What the task requires:
Set down, in full, every record in the block.

Material provided:
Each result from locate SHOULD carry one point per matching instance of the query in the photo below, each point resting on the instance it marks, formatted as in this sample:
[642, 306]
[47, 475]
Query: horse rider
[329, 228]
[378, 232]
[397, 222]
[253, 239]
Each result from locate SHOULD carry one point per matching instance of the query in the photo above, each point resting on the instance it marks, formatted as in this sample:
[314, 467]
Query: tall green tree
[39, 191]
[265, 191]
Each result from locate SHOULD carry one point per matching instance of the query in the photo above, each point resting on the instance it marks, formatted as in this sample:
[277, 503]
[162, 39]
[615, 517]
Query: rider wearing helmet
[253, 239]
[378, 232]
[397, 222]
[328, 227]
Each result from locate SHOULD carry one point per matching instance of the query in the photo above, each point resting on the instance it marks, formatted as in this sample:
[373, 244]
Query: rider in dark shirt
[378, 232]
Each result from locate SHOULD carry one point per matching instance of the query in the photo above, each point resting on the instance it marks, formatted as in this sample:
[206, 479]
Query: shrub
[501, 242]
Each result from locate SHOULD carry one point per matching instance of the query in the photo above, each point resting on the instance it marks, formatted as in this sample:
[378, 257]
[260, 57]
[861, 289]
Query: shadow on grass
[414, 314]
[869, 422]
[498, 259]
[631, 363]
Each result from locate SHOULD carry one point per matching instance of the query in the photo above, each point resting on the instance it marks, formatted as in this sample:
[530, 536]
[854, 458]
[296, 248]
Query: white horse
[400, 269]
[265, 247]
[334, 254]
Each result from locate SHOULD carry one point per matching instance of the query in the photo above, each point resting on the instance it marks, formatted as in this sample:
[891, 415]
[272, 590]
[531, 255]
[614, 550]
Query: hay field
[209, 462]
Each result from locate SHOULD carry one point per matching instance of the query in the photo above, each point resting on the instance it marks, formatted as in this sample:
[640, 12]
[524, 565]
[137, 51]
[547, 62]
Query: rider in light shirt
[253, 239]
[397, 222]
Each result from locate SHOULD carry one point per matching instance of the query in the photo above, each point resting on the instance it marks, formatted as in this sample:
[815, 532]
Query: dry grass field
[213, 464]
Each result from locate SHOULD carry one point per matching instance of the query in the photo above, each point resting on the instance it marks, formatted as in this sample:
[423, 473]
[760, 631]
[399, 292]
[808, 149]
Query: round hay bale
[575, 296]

Exercise output:
Each result from locate SHOULD carry one point per matching instance of the query in the photo below, each point resting on the instance it marks, formatted as in this sample:
[642, 306]
[47, 475]
Query: horse rider
[329, 228]
[378, 232]
[397, 222]
[253, 239]
Each result from locate SHOULD carry one point per matching instance of the query in the photo above, each point resting on the instance it marks, formatted as in this sample:
[314, 467]
Query: tall green tree
[39, 191]
[265, 191]
Each result from locate SHOULD carry one point per matching instance of the query in the photo above, each point resting on the instance it marks, formatted as in this sample:
[277, 503]
[162, 39]
[615, 517]
Query: rider wearing helmet
[253, 239]
[378, 232]
[397, 222]
[328, 227]
Each result from locate SHOULD carry one point per matching instance of the query in the photo above, each point resting on the instance it marks, formatted as in this sample:
[373, 244]
Query: rider in dark shirt
[378, 232]
Each result from locate SHOULD carry one point per matching instance of the query in the photo above, each point resting on the instance it marks, formatted as in this sample:
[206, 479]
Query: shrub
[501, 242]
Each result from locate SHOULD carry one point per matching instance of the query in the photo above, each point resting on the instance it marks, formatted as in this sample:
[378, 257]
[260, 57]
[861, 289]
Query: shadow on grass
[414, 314]
[869, 422]
[498, 259]
[631, 363]
Each result from locate SHOULD carry one point per matching instance of the query in the photo above, each point resting on the instance it marks, formatted as in this sample:
[530, 536]
[854, 458]
[296, 248]
Query: white horse
[400, 269]
[265, 247]
[334, 254]
Each result from locate SHOULD carry one point per matching instance of the query in the photo above, each point resting on the instance it marks, formatted as in this sample:
[891, 415]
[272, 590]
[531, 255]
[614, 550]
Query: hay field
[209, 462]
Each result from locate SHOULD carry one point per matching instance of the query in the photo above, each point resting on the instance it marks, formatted as in this sample:
[640, 12]
[524, 565]
[137, 51]
[547, 62]
Query: rider in light shirt
[253, 239]
[397, 222]
Each result from locate SHOULD carry one point per matching instance of the query in the photo above, each point resting on the instance it marks, formatted as in this sample:
[815, 532]
Query: dry grass field
[213, 464]
Each result from locate SHOULD carry one point per matching instance of the query in the photo above, each point resting on the instance it marks, formatted as in this sample:
[423, 473]
[760, 631]
[399, 292]
[808, 149]
Query: round hay bale
[575, 296]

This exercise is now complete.